Reproduce word for word the lines in the entries below, from the line containing "knife in the picture above." through the line containing "Target: silver knife", both included.

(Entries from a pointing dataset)

=-=-=-=-=

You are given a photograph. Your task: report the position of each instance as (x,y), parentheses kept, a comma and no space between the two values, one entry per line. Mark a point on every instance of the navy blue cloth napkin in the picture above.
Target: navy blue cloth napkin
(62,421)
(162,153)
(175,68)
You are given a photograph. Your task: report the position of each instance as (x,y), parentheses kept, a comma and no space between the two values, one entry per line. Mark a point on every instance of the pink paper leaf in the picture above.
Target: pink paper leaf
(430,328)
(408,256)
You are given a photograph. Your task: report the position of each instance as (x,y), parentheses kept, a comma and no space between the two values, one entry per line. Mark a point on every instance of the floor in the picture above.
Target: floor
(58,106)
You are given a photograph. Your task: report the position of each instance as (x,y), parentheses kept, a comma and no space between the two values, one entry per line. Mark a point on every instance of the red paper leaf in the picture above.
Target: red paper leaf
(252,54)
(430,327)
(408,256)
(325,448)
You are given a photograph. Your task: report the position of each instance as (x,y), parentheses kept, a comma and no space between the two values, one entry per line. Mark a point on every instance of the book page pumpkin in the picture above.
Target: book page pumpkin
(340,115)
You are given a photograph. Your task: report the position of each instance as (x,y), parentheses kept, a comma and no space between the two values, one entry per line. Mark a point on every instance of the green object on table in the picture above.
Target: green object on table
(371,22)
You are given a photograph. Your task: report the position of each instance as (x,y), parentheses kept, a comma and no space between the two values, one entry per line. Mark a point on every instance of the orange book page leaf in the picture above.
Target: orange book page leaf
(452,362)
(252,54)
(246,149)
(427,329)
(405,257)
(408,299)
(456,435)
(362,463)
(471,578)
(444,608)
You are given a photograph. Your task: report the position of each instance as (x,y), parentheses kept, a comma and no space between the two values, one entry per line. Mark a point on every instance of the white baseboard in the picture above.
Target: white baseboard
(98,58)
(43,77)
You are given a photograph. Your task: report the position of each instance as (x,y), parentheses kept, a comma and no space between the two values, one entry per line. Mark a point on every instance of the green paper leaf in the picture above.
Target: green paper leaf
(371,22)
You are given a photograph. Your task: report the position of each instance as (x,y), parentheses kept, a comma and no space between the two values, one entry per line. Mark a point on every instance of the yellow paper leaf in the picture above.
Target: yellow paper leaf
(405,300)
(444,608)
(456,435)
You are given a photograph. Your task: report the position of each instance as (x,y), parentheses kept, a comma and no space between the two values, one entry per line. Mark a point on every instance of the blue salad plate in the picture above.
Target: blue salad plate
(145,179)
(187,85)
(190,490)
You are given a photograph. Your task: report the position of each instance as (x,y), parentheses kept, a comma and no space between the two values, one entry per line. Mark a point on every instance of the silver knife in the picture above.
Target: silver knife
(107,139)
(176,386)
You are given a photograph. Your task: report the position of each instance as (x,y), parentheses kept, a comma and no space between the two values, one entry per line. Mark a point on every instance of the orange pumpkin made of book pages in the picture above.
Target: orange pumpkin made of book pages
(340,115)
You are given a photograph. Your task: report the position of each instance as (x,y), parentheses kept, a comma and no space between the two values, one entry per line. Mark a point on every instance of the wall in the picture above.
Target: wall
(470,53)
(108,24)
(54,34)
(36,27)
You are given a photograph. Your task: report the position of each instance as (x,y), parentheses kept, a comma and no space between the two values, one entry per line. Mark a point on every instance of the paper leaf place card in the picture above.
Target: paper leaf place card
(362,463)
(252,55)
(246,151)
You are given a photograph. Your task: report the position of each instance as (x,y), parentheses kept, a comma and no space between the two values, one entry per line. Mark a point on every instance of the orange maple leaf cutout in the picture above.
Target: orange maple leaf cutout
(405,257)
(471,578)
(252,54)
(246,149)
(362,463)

=-=-=-=-=

■ Result:
You are given a photograph. Your task: report the position of each instance as (x,y), parentheses kept, a comma and no space between the two values, one entry per line. Mark a point on every instance of the silver knife in the picture above.
Target: silver knife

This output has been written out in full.